Convert every line of the records below into a JSON list of strings, one string per line, with blank lines and the picture placeholders left out.

Dataset records
⟨
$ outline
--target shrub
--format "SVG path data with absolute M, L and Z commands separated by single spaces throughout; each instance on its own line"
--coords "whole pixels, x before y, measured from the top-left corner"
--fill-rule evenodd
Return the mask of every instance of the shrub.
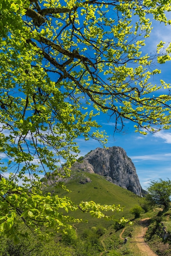
M 131 209 L 130 212 L 134 215 L 135 218 L 140 217 L 140 213 L 142 211 L 143 209 L 140 205 L 135 205 L 134 207 Z

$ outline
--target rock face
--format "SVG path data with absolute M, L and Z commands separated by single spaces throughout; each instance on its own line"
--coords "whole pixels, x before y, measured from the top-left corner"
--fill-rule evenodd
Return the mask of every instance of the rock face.
M 84 157 L 81 162 L 75 163 L 72 169 L 104 176 L 109 181 L 140 196 L 144 192 L 134 164 L 120 147 L 98 148 Z

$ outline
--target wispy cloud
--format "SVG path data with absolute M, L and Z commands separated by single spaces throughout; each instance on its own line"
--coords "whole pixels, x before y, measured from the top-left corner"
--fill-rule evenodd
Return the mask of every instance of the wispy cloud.
M 130 156 L 134 160 L 155 160 L 155 161 L 170 161 L 171 153 L 165 154 L 157 154 L 154 155 L 143 155 Z
M 162 139 L 165 141 L 166 143 L 171 144 L 171 132 L 168 132 L 164 131 L 160 131 L 158 132 L 155 133 L 153 136 L 156 138 Z

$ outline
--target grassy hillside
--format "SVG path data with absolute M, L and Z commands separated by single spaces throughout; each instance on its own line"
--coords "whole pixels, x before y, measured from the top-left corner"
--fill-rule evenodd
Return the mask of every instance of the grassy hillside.
M 65 184 L 67 188 L 71 191 L 71 193 L 52 186 L 46 187 L 45 191 L 51 192 L 54 190 L 55 195 L 58 194 L 59 196 L 69 197 L 77 204 L 82 201 L 93 200 L 101 204 L 120 204 L 124 207 L 124 211 L 115 213 L 116 218 L 123 216 L 129 219 L 132 218 L 133 216 L 130 213 L 130 209 L 135 205 L 139 204 L 142 200 L 140 197 L 127 189 L 107 181 L 104 177 L 95 173 L 76 171 L 72 173 L 72 178 Z M 87 182 L 85 184 L 80 183 L 81 180 L 84 180 L 87 177 L 91 179 L 91 182 Z M 71 213 L 71 215 L 89 221 L 89 223 L 78 225 L 77 227 L 80 231 L 85 227 L 99 225 L 108 227 L 113 223 L 113 221 L 92 218 L 88 213 L 84 213 L 81 211 Z

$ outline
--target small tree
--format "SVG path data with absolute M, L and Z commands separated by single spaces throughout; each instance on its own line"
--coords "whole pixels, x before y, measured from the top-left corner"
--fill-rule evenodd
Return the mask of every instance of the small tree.
M 140 217 L 140 213 L 142 211 L 142 209 L 140 205 L 136 205 L 131 209 L 130 212 L 133 214 L 134 214 L 135 218 L 136 219 Z
M 152 180 L 147 191 L 149 195 L 147 198 L 151 205 L 158 205 L 164 209 L 169 206 L 171 195 L 171 181 L 169 179 L 167 180 L 162 179 Z

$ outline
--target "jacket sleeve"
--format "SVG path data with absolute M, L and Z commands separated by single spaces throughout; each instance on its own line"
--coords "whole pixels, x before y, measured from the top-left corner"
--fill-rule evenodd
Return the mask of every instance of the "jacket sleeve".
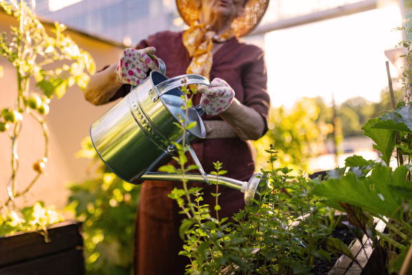
M 242 73 L 242 81 L 244 89 L 243 104 L 256 110 L 263 118 L 265 124 L 263 136 L 268 131 L 271 98 L 267 92 L 268 76 L 264 52 L 261 49 L 253 47 L 255 50 L 253 51 L 251 60 Z

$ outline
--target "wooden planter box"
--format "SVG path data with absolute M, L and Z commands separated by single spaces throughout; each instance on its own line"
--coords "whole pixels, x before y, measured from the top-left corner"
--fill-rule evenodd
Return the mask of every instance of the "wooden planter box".
M 37 232 L 0 237 L 0 274 L 84 274 L 81 223 L 59 223 L 47 231 L 49 243 Z
M 383 232 L 386 228 L 386 224 L 376 219 L 376 226 L 375 228 L 380 232 Z M 379 237 L 378 237 L 379 239 Z M 378 270 L 380 264 L 376 258 L 372 247 L 372 241 L 368 240 L 366 235 L 363 236 L 362 242 L 359 240 L 354 240 L 350 245 L 352 255 L 355 256 L 363 270 L 360 269 L 357 263 L 354 263 L 350 258 L 343 255 L 336 261 L 334 266 L 330 270 L 328 275 L 376 275 L 380 274 Z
⟩
● **COMPLETED TASK**
[
  "$ outline",
  "--target shrub",
  "--format \"SVG path data with absolute M, L and Z commands separated by single spaces throughout; each instance on its own line\"",
  "--coords \"whole pixels, x before y, measured from the top-left corner\"",
  "--fill-rule evenodd",
  "Return the mask of every instance of the shrub.",
  "M 131 209 L 130 212 L 134 215 L 135 218 L 140 217 L 140 213 L 142 211 L 143 209 L 140 205 L 135 205 L 134 207 Z",
  "$ outline",
  "--target rock face",
  "--format \"SVG path data with absolute M, L and Z commands separated by single spaces throughout; each instance on its own line\"",
  "--coords \"whole pixels, x before y, measured from the top-left corner\"",
  "--fill-rule evenodd",
  "Return the mask of every instance of the rock face.",
  "M 84 157 L 81 162 L 75 163 L 72 169 L 104 176 L 109 181 L 140 196 L 144 192 L 134 164 L 120 147 L 98 148 Z",
  "$ outline",
  "--target wispy cloud",
  "--format \"SVG path data with absolute M, L and Z commands separated by single spaces throughout; each instance on its own line\"",
  "--coords \"whole pixels, x before y, measured from the top-left corner\"",
  "--fill-rule evenodd",
  "Return the mask of every instance of the wispy cloud.",
  "M 130 156 L 134 160 L 155 160 L 155 161 L 170 161 L 171 153 L 165 154 L 157 154 L 154 155 L 143 155 Z",
  "M 162 139 L 165 141 L 166 143 L 171 144 L 171 132 L 168 132 L 164 131 L 160 131 L 158 132 L 155 133 L 153 136 L 156 138 Z",
  "$ outline",
  "--target grassy hillside",
  "--format \"SVG path data with absolute M, L and Z commands separated by single spaces throughout; each instance on its own line\"",
  "--coords \"whole pixels, x before y, measured from the top-left corner\"",
  "--fill-rule evenodd",
  "Return the mask of every instance of the grassy hillside.",
  "M 65 184 L 67 188 L 71 191 L 71 193 L 52 186 L 46 187 L 45 191 L 51 192 L 54 190 L 55 195 L 58 194 L 59 196 L 69 197 L 77 204 L 82 201 L 93 200 L 101 204 L 120 204 L 124 207 L 124 211 L 115 213 L 116 218 L 123 216 L 129 219 L 132 218 L 133 216 L 130 213 L 130 209 L 135 205 L 139 204 L 142 200 L 140 197 L 127 189 L 107 181 L 104 177 L 95 173 L 76 171 L 72 173 L 72 178 Z M 87 182 L 85 184 L 80 183 L 81 180 L 84 180 L 87 177 L 91 179 L 91 182 Z M 71 213 L 71 215 L 89 221 L 89 223 L 78 225 L 77 227 L 80 231 L 85 227 L 99 225 L 108 227 L 113 223 L 113 221 L 92 218 L 88 213 L 84 213 L 81 211 Z",
  "$ outline",
  "--target small tree",
  "--format \"SVG path data with absolute M, L and Z commands separated by single spaces throughout; each instance on its own line\"",
  "--coords \"whole pixels, x before y, measured from the top-left corner\"",
  "--fill-rule evenodd",
  "Return the mask of every instance of the small tree.",
  "M 140 217 L 140 213 L 142 211 L 142 209 L 140 205 L 136 205 L 131 209 L 130 212 L 133 214 L 134 214 L 135 218 L 136 219 Z",
  "M 152 180 L 147 191 L 149 195 L 147 198 L 151 205 L 158 205 L 164 209 L 169 206 L 171 195 L 171 181 L 169 179 L 167 180 L 162 179 Z",
  "$ outline",
  "--target \"jacket sleeve\"",
  "--format \"SVG path data with absolute M, L and Z commands separated by single spaces throughout; each instance on its own line\"",
  "--coords \"whole pixels, x before y, measured from the top-left corner\"",
  "--fill-rule evenodd",
  "Return the mask of every instance of the \"jacket sleeve\".",
  "M 242 73 L 242 81 L 244 89 L 243 104 L 256 110 L 263 118 L 265 124 L 263 136 L 268 131 L 271 98 L 267 92 L 268 76 L 264 52 L 261 49 L 253 47 L 255 50 L 253 51 L 251 60 Z",
  "$ outline",
  "--target \"wooden planter box\"",
  "--format \"SVG path data with absolute M, L and Z commands separated by single spaces throughout; each instance on its own line\"",
  "--coords \"whole pixels, x before y, measured from the top-left corner\"",
  "--fill-rule evenodd",
  "Return the mask of every instance of the \"wooden planter box\".",
  "M 37 232 L 0 237 L 0 274 L 84 274 L 81 223 L 59 223 L 47 231 L 49 243 Z",
  "M 383 232 L 386 228 L 386 224 L 376 219 L 376 226 L 375 228 L 380 232 Z M 379 237 L 378 237 L 379 239 Z M 378 270 L 380 264 L 376 258 L 372 247 L 372 241 L 368 240 L 366 235 L 363 236 L 362 242 L 359 240 L 354 240 L 350 245 L 352 255 L 355 256 L 363 270 L 360 269 L 357 263 L 354 263 L 350 258 L 343 255 L 336 261 L 334 266 L 330 270 L 328 275 L 376 275 L 380 274 Z"
]